■ READING PASSAGE ■
:::::
Objectives: Chronic hepatitis C (CHC) patients selected for entry into treatment trials have been reported to have impaired health-related quality of life (HRQOL). However, these trials have an inherent selection bias, and HRQOL in CHC patients may have been underestimated because of the exclusion of patients with comorbid illness. The aim of this study was to assess HRQOL in an unselected group of CHC patients and to identify factors associated with impairment in HRQOL.
Methods: A total of 220 consecutive eligible CHC patients were enrolled from a hepatology clinic. HRQOL was assessed by the short form 36 (SF-36) and comorbid illnesses were assessed by an interview.
:::::
■ DATASET EXCERPT ■
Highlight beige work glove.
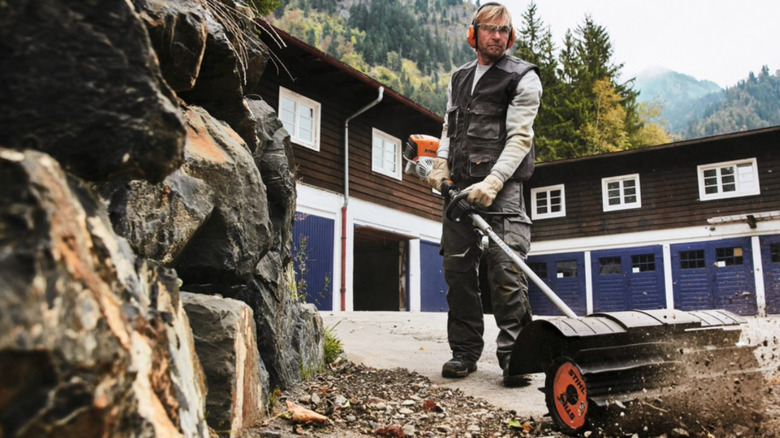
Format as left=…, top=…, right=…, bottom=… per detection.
:::::
■ EXERCISE AIM ■
Continue the hepatitis C quality-of-life abstract from its last sentence.

■ FINAL ANSWER ■
Results: CHC patients had significantly lower SF-36 scores in all subscales and in the summary scales when compared to those of the healthy general population in the United States (p < 0.001). Compared to CHC patients entering treatment trials, our patients had lower SF-36 scores on five subscales (p < 0.001). The presence of comorbid illness was the most important predictor of HRQOL in CHC patients. However, CHC alone resulted in significantly lower SF-36 scores in all subscales and summary scales (p < or = 0.003) compared to those of the healthy U.S. population. There was no correlation between SF-36 scores and history of i.v. drug use or dependence. alcohol dependence. and serum aminotransferase levels.
Conclusions: We conclude that unselected CHC patients presenting for medical evaluation have a reduced HRQOL, which is lower than that reported for CHC patients entering treatment trials. CHC alone is associated with significant impairment in HRQOL, but the presence of comorbid illness leads to further diminution in HRQOL.